TO BE DONE:
**a)** From "A Subtle Grace," repeat word for word the part that begins with the words containing "A Subtle Grace" and ends with "an 8th-grade teacher.".
**b)** Answer these questions using the passage "A Subtle Grace":
(i) Which grade does the writer teach?
(ii) What degree has the writer recently earned?
(iii) Where in the bag was the notebook?

PASSAGE SHOWN:
A Subtle Grace

“Can you tell me something really funny right now?” I am texting my friend Jill with this request while I sit in the parking lot at Washington Christian Academy, the school where I am an 8th-grade teacher.

I am crying, and the problem is this: I’m in the thick of a transition and I have no tolerance for it. I’m sifting through my youngest daughter’s first steps into kindergarten and my first steps into the classroom after a long hiatus. I’m not writing, and after recently earning an MFA in creative writing, I’m supposed to be writing. I want to be writing, but my thoughts are jumbled, and my concentration is low when I sit down at my desk in the mornings. I cross out more words then I keep on the page, and those that stay make me cringe when I re-read them. I try to tell myself that soon I’ll get into a groove, but in the depths of my stubborn soul I believe transitions are a waste of time. Most days I walk around feeling as though the wind has been knocked out of me.

This afternoon, when I pulled into the school parking lot, I noticed a line of trees whose tips had started to change. I threw the car in park and reached for my notebook to jot down a few words to describe what I saw, but when I opened my bag I saw my notebook in between a stack of student papers. I stared at my bag and forgot what I was going to write about the trees.

GIVEN DATA:

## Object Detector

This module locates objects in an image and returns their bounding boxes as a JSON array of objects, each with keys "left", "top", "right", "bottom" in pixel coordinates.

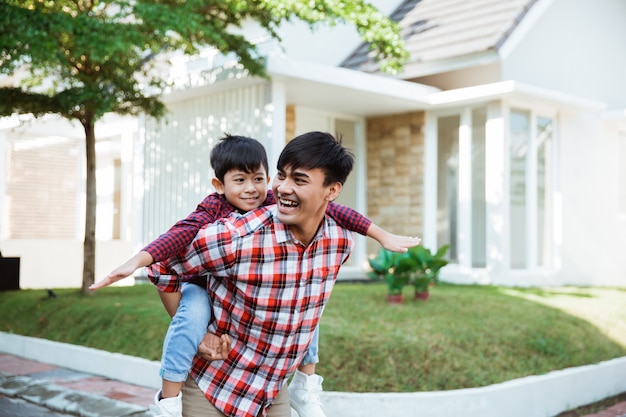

SOLUTIONS BELOW:
**a)**
A Subtle Grace

“Can you tell me something really funny right now?” I am texting my friend Jill with this request while I sit in the parking lot at Washington Christian Academy, the school where I am an 8th-grade teacher.

**b)**
(i) 8th grade
(ii) An MFA in creative writing
(iii) In between a stack of student papers